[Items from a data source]
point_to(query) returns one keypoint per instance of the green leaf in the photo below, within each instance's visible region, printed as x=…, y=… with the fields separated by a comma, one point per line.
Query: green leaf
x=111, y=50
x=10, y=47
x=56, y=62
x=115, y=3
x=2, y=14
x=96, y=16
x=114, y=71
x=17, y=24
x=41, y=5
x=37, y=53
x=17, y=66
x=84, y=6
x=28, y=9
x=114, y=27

■ Required work ■
Write out each line of the data above again, exactly as given.

■ Solution for this exercise ■
point_to(query) returns one keypoint per instance of the green leaf in the photo below, within each instance's visible region, printed as x=…, y=… with the fields separated by a comma, one point per line.
Query: green leaf
x=111, y=50
x=10, y=47
x=56, y=62
x=115, y=3
x=2, y=14
x=96, y=16
x=114, y=71
x=17, y=24
x=41, y=5
x=37, y=53
x=17, y=66
x=84, y=6
x=28, y=9
x=114, y=27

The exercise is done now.